Directive ->
Beginning at the line that contains "Can you find the outstretched", transcribe the remaining lines of the listing exactly; include the final line and omit everything before.

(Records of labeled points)
begin

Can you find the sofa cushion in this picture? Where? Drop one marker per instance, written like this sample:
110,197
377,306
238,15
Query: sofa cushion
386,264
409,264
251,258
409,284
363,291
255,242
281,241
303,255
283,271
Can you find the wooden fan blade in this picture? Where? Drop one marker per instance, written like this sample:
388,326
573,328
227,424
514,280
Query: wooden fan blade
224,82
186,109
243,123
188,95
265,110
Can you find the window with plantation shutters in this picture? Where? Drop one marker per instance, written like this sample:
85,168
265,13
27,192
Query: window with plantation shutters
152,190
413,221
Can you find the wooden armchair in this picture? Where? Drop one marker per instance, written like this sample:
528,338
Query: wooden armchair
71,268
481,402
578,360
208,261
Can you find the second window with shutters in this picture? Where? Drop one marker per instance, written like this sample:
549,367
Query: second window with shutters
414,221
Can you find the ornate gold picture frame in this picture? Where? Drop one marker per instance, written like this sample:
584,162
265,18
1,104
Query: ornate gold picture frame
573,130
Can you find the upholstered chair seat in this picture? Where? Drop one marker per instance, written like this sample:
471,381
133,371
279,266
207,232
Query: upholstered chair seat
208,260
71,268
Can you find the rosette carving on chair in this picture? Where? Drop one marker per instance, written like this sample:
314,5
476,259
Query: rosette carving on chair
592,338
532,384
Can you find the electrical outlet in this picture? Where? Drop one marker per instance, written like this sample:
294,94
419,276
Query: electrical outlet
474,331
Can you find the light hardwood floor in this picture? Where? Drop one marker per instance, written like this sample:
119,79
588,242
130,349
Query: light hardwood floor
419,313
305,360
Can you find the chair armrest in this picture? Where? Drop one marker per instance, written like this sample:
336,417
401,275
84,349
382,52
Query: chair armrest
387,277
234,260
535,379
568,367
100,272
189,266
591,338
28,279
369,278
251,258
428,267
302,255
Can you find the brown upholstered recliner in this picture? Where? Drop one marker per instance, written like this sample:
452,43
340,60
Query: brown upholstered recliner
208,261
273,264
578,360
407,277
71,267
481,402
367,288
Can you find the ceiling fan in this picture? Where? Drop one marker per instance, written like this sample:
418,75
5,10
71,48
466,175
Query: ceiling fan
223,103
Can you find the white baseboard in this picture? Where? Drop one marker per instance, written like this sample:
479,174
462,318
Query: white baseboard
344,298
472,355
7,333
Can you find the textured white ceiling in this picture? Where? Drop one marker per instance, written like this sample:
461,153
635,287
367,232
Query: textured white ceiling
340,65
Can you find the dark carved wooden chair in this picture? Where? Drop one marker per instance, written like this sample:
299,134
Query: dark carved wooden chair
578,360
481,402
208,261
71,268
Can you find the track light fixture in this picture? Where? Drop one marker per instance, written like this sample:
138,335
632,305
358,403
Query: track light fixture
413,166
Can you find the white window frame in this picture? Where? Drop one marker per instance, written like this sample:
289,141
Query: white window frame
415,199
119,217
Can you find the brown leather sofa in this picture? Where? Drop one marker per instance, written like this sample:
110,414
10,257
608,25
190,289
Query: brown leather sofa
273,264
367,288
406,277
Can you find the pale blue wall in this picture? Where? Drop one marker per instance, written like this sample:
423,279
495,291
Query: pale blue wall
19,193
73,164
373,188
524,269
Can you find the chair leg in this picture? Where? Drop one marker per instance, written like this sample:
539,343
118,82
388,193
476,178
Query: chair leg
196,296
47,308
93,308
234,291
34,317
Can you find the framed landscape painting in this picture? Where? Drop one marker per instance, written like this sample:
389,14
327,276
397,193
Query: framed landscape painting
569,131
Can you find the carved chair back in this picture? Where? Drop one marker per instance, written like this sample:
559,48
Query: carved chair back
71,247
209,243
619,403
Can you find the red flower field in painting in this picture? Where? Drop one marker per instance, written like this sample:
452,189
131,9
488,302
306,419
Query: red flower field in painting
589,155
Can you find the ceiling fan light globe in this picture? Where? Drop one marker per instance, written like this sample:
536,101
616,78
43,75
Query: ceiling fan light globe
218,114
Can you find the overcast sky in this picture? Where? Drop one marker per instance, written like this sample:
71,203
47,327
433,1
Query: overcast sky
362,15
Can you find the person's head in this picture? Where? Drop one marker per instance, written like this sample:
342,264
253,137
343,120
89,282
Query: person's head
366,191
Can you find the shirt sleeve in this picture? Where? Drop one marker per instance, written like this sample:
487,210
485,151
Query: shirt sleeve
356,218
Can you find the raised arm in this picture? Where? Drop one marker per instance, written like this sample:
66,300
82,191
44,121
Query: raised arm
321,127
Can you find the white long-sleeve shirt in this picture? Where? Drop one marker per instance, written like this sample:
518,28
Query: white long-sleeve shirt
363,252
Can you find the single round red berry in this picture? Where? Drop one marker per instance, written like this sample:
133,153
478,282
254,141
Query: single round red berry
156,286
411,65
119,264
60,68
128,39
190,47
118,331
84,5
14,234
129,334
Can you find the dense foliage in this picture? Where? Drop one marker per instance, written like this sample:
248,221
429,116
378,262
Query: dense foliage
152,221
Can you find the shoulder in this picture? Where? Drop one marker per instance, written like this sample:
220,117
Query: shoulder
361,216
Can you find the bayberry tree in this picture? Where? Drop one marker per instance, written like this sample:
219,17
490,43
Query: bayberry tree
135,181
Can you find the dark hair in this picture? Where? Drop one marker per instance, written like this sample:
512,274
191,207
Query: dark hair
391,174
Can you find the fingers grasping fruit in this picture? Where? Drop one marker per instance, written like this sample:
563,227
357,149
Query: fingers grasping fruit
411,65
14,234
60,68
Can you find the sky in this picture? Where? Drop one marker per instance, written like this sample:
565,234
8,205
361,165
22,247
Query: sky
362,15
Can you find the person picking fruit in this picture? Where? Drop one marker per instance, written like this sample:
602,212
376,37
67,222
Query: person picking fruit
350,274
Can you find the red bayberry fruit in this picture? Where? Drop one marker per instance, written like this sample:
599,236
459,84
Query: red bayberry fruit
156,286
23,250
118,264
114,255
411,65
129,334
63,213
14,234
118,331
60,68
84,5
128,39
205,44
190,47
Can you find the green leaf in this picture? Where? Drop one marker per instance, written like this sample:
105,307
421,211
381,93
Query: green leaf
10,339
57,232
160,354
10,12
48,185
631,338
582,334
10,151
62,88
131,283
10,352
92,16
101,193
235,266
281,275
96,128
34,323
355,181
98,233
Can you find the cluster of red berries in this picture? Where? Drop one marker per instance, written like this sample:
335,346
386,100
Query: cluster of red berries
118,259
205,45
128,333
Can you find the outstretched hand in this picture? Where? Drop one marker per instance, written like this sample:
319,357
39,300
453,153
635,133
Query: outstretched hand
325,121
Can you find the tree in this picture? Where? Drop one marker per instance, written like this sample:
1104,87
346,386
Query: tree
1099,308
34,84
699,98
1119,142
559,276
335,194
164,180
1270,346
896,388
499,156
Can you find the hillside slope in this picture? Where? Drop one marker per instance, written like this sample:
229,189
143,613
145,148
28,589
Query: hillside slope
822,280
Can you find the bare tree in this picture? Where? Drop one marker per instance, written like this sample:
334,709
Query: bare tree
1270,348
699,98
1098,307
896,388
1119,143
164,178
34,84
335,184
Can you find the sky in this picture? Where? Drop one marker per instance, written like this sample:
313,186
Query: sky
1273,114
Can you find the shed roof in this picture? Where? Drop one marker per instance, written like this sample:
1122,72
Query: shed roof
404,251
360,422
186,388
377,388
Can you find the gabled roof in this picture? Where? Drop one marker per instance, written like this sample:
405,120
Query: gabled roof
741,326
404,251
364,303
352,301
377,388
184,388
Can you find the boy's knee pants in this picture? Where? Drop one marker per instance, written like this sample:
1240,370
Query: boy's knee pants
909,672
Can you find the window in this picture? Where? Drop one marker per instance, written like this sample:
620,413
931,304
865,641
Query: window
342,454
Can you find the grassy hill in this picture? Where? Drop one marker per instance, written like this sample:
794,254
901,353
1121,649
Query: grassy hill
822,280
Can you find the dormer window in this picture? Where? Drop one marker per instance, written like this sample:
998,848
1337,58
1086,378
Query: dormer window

end

Output ->
Can you find the outstretched hand in this picture? Where? Drop one marker per instance, written like this sample:
319,357
39,300
453,153
635,133
Query: outstretched hand
325,121
Can you find the tree in this picture? Where? Drop one marker per instance, written like this sample:
1104,87
346,386
Query: tree
1099,308
34,84
699,98
1119,142
559,276
335,194
164,180
1270,346
896,388
499,156
Can you find the hillside slope in this picture? Where? Drop one marker per instance, written like this sample:
229,189
143,613
145,148
28,589
Query: hillside slope
822,280
Can you find the bare tree in this picture? Where? Drop one marker per instance, written like this sample:
334,709
Query: bare tree
1270,348
699,98
1098,307
896,388
1119,143
164,178
34,84
335,184
Can you find the sky in this picture? Where? Drop one marker per instance, written like this sample:
313,186
Query: sky
1273,114
Can you find the shed roof in this picture? Where? Drop one marker per instance, written like this sample:
1122,72
Query: shed roof
404,251
360,422
186,388
377,388
Can you find the gabled roof in this picture? Where? Drop one marker per instance, written like this sample:
405,120
Query: gabled roof
741,326
404,251
364,303
352,301
377,388
184,388
Can you find the boy's knee pants in this picture? Where? Drop one marker per instance, written like this sample:
1240,370
Query: boy's knee pants
909,672
Can you find the window in this picture? Where? Drop one marker per instance, written like this sample:
620,413
931,304
865,641
Query: window
342,454
Can you find the grassy hill in this picture? Where? Drop one marker per instance, written like this sample:
794,254
901,353
1121,649
Query: grassy hill
822,280
Can you find the dormer window in this picture? Where? Drop one marker per instance, written like this sample:
998,848
1337,58
1086,378
Query: dormer window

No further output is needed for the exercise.